▸ **Objective**:
Collect every line of the data below that contains the string "window".

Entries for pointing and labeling
========================================================================

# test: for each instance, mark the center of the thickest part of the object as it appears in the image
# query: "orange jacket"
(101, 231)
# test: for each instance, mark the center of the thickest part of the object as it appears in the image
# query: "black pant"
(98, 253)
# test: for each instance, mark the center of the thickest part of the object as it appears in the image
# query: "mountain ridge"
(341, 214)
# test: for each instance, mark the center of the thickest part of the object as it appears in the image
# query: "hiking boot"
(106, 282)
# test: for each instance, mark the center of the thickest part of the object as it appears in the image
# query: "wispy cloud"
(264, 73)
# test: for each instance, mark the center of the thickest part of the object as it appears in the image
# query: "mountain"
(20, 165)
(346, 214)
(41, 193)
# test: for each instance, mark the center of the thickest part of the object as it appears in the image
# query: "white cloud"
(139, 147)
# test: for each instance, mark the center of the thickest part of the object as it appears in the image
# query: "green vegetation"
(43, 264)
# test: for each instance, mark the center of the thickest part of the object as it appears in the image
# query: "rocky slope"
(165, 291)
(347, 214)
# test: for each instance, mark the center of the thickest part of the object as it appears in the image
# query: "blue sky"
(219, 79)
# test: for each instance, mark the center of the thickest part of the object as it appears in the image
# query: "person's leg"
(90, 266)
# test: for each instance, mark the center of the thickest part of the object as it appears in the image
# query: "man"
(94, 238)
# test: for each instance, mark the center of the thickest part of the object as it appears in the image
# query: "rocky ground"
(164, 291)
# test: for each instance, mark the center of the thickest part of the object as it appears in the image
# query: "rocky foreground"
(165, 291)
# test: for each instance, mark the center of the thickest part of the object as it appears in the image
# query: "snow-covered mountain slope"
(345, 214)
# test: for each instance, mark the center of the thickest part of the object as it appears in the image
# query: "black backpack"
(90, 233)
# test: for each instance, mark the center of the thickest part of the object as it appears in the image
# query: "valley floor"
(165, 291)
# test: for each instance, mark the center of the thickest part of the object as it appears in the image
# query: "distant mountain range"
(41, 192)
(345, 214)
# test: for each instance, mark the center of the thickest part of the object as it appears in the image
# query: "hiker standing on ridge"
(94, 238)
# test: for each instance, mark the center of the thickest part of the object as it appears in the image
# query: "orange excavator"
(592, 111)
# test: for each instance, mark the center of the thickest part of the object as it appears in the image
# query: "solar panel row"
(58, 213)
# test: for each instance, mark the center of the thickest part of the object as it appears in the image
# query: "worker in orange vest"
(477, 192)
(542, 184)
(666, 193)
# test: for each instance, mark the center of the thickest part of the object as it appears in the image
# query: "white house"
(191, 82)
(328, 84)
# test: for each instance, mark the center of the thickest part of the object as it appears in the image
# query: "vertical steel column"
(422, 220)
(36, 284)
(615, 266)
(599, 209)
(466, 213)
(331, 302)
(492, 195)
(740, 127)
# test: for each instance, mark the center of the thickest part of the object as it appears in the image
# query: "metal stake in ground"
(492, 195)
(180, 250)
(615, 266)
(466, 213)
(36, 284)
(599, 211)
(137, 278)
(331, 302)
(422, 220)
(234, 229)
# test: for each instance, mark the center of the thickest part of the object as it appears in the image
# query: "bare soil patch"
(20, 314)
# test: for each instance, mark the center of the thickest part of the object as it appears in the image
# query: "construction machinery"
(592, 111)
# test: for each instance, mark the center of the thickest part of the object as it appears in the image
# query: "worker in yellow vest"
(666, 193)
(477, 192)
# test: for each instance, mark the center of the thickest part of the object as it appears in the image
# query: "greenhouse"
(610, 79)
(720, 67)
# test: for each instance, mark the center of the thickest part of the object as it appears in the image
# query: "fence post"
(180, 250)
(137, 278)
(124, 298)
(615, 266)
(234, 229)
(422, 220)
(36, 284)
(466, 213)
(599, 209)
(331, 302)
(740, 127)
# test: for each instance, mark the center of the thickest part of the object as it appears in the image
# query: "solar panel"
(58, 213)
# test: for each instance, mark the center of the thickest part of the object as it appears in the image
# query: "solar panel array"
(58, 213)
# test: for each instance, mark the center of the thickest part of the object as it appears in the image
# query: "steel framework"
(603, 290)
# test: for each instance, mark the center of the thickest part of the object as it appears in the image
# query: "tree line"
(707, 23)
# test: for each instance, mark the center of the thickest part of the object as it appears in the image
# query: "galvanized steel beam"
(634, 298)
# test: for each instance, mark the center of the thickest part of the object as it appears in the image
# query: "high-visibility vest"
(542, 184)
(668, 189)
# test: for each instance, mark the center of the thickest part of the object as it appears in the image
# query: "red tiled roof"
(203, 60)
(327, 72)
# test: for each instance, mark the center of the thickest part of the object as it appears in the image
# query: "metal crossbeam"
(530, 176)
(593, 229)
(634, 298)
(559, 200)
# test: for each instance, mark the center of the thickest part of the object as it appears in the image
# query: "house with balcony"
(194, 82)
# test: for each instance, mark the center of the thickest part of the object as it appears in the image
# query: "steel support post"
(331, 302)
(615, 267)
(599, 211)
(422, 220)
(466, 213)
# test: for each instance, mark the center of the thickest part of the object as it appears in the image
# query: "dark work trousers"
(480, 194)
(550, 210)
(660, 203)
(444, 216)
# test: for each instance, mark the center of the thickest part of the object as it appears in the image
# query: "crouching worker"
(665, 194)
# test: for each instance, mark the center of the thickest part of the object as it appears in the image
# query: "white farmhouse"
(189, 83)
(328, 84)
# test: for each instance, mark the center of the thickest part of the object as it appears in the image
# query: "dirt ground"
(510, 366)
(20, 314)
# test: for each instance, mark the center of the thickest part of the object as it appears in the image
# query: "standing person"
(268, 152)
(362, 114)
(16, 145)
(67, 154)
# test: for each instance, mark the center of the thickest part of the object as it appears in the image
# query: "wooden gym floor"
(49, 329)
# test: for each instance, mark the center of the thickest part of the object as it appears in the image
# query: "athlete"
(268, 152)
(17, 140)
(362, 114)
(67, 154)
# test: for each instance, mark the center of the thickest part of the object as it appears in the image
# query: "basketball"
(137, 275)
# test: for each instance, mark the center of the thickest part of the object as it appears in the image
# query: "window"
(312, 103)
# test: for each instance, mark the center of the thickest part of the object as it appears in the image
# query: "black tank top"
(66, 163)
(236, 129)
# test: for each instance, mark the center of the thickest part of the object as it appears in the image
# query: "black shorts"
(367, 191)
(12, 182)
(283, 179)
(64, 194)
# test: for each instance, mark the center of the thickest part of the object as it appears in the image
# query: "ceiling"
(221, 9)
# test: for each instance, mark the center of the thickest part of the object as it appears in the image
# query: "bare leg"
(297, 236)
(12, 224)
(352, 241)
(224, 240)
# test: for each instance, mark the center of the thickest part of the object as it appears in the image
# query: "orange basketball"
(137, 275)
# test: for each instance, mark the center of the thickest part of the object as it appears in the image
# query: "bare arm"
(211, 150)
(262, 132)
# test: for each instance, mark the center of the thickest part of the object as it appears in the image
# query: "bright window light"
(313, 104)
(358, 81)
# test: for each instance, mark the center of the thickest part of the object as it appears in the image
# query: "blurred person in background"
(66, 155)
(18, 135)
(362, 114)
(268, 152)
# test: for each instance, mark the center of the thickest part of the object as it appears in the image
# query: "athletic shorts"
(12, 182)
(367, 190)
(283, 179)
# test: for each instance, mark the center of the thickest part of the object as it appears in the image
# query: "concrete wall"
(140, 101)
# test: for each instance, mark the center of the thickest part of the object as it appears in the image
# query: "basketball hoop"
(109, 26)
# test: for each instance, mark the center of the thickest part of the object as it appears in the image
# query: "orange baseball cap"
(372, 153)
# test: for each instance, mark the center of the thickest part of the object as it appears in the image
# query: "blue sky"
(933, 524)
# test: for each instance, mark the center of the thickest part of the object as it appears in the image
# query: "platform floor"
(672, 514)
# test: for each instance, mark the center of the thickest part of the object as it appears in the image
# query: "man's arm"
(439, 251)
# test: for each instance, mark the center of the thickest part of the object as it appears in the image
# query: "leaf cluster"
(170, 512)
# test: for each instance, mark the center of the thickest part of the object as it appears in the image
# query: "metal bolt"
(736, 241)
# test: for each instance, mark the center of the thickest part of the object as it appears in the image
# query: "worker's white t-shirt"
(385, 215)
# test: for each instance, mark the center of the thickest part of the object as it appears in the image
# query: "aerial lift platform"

========================================================================

▸ **Solved exercise**:
# query: "window"
# query: "bright window light"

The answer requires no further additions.